-- DATA FOR REVIEW --
-------------------------

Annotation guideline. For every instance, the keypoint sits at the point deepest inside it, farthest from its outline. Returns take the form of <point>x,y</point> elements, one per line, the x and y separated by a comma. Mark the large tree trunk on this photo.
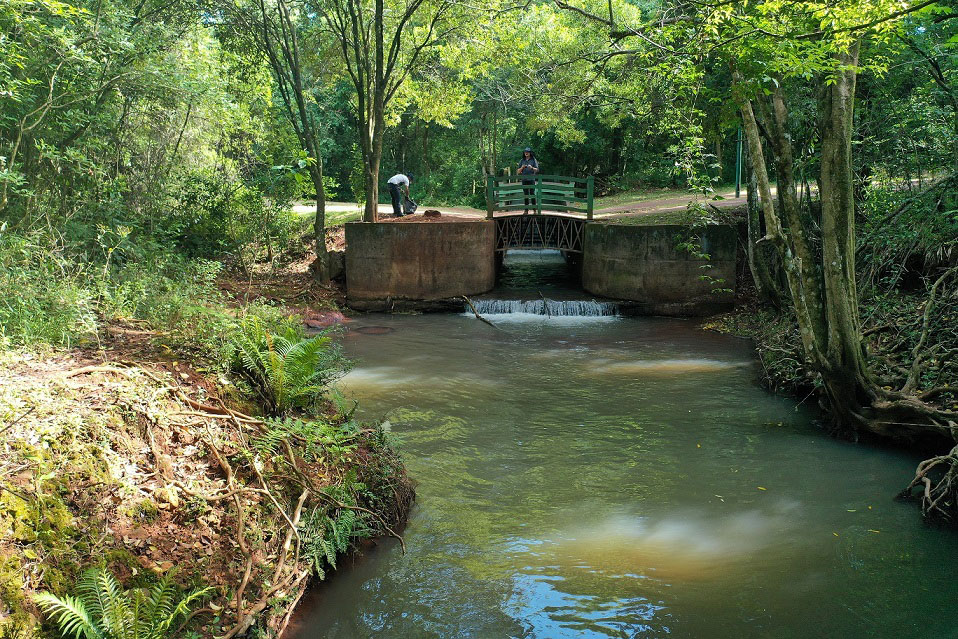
<point>321,270</point>
<point>845,375</point>
<point>766,284</point>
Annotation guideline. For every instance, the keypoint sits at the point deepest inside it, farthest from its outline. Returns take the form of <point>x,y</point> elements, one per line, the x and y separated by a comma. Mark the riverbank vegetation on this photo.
<point>158,386</point>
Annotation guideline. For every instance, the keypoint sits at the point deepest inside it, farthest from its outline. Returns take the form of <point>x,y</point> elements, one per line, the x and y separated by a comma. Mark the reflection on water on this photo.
<point>623,479</point>
<point>663,366</point>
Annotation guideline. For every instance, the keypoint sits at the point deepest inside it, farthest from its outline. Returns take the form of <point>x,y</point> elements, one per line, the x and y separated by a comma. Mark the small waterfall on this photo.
<point>548,308</point>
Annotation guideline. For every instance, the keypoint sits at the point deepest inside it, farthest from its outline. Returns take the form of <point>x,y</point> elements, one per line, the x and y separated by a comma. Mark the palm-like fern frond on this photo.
<point>70,616</point>
<point>286,370</point>
<point>103,610</point>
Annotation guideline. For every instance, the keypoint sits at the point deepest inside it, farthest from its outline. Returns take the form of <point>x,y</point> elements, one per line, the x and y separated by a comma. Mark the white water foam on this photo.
<point>547,308</point>
<point>665,366</point>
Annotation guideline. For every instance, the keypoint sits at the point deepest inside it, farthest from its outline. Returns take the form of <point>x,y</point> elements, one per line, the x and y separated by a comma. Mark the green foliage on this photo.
<point>285,370</point>
<point>325,537</point>
<point>906,232</point>
<point>101,609</point>
<point>317,440</point>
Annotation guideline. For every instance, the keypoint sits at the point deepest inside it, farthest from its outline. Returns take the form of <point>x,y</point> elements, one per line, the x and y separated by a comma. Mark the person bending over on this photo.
<point>399,186</point>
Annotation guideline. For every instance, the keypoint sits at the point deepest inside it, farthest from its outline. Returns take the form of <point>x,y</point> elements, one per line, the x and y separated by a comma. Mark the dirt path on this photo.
<point>656,205</point>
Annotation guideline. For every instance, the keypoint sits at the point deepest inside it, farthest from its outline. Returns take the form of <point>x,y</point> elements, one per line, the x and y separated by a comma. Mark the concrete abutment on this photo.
<point>431,265</point>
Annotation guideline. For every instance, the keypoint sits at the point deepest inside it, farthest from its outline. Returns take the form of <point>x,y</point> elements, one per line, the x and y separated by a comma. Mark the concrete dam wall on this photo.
<point>430,265</point>
<point>645,266</point>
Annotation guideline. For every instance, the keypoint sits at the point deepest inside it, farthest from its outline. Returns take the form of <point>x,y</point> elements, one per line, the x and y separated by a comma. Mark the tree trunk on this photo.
<point>321,270</point>
<point>845,376</point>
<point>758,254</point>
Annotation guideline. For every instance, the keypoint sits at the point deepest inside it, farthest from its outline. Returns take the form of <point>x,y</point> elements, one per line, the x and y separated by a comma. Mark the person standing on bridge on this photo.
<point>528,166</point>
<point>399,186</point>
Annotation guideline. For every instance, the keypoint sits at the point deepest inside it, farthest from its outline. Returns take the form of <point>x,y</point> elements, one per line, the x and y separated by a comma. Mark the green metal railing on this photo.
<point>557,193</point>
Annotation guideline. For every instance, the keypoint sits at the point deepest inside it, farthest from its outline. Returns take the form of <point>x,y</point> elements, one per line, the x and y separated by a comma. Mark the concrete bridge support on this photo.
<point>644,267</point>
<point>395,265</point>
<point>430,265</point>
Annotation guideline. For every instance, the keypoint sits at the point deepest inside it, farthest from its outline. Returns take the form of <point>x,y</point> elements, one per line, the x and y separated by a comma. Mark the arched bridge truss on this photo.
<point>539,232</point>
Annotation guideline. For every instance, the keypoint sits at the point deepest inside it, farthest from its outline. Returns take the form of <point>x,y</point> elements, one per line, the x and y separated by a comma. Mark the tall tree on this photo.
<point>273,26</point>
<point>772,49</point>
<point>381,45</point>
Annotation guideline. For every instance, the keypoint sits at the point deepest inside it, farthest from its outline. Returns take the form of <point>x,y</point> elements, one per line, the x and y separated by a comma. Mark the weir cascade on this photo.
<point>546,307</point>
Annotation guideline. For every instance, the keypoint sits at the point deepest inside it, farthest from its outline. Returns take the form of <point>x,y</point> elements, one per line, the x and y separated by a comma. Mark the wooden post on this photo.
<point>490,192</point>
<point>589,185</point>
<point>538,193</point>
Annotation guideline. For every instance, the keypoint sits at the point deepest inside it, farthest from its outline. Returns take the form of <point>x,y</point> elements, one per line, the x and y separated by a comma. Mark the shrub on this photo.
<point>101,609</point>
<point>285,370</point>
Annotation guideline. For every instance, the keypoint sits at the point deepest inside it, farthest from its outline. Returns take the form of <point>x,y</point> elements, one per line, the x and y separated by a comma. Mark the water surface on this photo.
<point>609,477</point>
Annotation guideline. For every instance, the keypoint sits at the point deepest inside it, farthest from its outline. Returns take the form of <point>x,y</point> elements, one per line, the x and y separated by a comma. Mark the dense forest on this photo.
<point>151,152</point>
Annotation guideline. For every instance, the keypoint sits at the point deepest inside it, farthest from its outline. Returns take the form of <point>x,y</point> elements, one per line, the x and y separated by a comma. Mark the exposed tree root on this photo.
<point>938,479</point>
<point>259,487</point>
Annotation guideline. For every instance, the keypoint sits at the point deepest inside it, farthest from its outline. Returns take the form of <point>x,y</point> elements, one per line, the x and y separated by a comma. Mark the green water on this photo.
<point>596,477</point>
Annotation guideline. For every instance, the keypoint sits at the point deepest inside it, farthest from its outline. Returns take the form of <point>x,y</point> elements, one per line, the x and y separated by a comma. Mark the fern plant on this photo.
<point>101,608</point>
<point>285,369</point>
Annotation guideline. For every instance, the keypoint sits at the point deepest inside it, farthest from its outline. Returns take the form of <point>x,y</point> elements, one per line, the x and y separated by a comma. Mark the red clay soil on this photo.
<point>421,219</point>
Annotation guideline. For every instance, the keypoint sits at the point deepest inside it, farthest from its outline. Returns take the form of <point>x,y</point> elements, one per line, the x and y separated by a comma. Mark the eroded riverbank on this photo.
<point>610,477</point>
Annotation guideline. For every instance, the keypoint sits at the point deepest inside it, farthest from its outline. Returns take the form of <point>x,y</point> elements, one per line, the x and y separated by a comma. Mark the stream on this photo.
<point>587,475</point>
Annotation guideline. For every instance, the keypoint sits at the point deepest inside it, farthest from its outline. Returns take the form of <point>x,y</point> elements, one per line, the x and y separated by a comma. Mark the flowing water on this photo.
<point>598,476</point>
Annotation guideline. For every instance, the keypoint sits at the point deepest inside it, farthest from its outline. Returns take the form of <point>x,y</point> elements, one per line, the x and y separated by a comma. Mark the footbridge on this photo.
<point>424,266</point>
<point>560,232</point>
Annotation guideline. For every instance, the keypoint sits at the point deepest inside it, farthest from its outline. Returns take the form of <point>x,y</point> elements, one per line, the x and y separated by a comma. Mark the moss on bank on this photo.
<point>143,471</point>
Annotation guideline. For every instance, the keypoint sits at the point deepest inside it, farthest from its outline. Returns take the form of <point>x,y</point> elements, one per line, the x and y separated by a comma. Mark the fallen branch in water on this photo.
<point>478,316</point>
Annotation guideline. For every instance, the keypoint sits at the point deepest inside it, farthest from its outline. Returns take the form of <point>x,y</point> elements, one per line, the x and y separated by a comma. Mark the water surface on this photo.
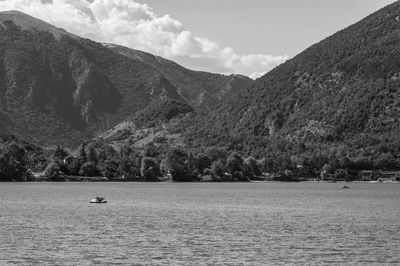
<point>199,224</point>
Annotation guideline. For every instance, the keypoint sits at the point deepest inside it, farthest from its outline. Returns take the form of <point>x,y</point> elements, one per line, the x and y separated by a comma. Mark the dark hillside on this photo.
<point>343,90</point>
<point>58,88</point>
<point>201,90</point>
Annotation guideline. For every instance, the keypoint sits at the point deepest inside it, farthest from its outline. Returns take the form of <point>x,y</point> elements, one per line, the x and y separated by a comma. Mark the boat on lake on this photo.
<point>98,200</point>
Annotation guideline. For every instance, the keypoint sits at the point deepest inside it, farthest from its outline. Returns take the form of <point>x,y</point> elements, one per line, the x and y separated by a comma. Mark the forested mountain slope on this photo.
<point>56,87</point>
<point>201,90</point>
<point>343,91</point>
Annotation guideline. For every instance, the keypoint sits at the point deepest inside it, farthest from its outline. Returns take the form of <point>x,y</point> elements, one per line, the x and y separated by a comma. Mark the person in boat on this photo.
<point>99,199</point>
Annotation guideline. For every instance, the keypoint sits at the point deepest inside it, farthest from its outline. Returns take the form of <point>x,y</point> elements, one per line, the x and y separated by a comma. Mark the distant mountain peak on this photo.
<point>27,22</point>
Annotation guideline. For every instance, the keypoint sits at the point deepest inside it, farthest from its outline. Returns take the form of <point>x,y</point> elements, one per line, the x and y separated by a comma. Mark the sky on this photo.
<point>248,37</point>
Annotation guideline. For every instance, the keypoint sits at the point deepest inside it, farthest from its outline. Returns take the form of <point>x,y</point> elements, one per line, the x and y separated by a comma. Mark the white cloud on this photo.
<point>136,25</point>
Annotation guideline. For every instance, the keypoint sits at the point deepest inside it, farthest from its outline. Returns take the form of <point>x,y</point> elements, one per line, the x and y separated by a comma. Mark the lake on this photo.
<point>199,224</point>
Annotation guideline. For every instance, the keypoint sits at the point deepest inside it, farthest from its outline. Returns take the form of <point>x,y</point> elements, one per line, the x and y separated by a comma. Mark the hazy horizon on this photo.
<point>223,37</point>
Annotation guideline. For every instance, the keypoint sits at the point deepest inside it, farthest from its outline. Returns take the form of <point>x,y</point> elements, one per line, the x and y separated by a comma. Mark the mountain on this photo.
<point>201,90</point>
<point>59,88</point>
<point>343,91</point>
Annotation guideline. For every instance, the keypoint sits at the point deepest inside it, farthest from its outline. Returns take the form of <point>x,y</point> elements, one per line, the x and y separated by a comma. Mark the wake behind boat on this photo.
<point>98,200</point>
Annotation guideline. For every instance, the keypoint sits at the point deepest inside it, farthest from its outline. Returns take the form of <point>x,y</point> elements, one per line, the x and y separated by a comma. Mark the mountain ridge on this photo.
<point>340,88</point>
<point>56,87</point>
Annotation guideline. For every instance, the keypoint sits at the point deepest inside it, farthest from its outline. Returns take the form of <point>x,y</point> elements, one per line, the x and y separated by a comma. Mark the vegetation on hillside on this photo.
<point>338,100</point>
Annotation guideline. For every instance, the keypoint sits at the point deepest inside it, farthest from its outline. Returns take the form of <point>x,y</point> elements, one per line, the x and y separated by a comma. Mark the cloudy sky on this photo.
<point>225,36</point>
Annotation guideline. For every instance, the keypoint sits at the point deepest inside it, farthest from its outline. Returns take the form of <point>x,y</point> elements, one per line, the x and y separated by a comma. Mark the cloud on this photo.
<point>137,26</point>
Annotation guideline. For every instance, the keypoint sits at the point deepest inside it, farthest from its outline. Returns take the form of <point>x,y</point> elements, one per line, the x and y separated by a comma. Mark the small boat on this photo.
<point>98,200</point>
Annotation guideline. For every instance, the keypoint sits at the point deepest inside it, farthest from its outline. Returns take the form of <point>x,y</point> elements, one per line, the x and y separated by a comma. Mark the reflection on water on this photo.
<point>181,224</point>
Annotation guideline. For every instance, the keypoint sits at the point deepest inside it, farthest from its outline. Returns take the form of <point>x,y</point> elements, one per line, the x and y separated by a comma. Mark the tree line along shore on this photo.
<point>94,161</point>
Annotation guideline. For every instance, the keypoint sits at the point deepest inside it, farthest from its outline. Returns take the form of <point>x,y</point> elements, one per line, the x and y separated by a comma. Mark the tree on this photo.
<point>250,167</point>
<point>82,153</point>
<point>178,161</point>
<point>59,154</point>
<point>89,169</point>
<point>234,163</point>
<point>13,164</point>
<point>218,167</point>
<point>53,172</point>
<point>92,155</point>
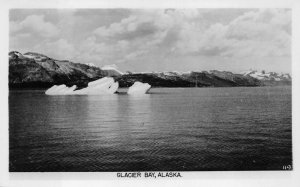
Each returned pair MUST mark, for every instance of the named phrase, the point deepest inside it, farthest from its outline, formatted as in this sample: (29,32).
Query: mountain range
(34,70)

-------------------------

-- WHAT THE TASK REQUIRES --
Each line from the one bearing "small boat on this photo." through the final line of the records is to be copied exactly, and no pictures are to be included.

-- ANSWER SPACE --
Annotation guideline. For every instance, the keypoint sits at the point deepest inside it, farthest from its outline. Returns take the form of <point>x,y</point> elements, one per line, the x and y separated by a comma. Mark the small boat on this photo.
<point>98,200</point>
Annotation guideline. For every instance, the keypoint sits at the point deepest inside it, farthest from its outline. Returns take the form of <point>x,y</point> elements, one per line, the x and y separated by a comma. Mark the reflection on water on this photo.
<point>181,224</point>
Annotation guideline. For every instance, the keypoint sits at the point deepest inside it, farthest from its outline. Returns take the form of <point>x,y</point> elements, one per line, the x and y separated by a comma. Mark the tree line along shore on this photo.
<point>94,161</point>
Annotation guideline. For every instance, the keypoint sits at the point deepest inside it, farthest from its outline. Returns take the form of <point>x,y</point> elements, one per line, the x and y separated by a comma. Mark the tree on this photo.
<point>250,167</point>
<point>82,153</point>
<point>178,161</point>
<point>59,154</point>
<point>89,169</point>
<point>234,163</point>
<point>13,164</point>
<point>218,167</point>
<point>53,172</point>
<point>92,155</point>
Each returned pair MUST mark, for every instance of the named phrase, the point deepest inside it, farthest from its outline, formatted as in this sample: (29,32).
Query: mountain range
(34,70)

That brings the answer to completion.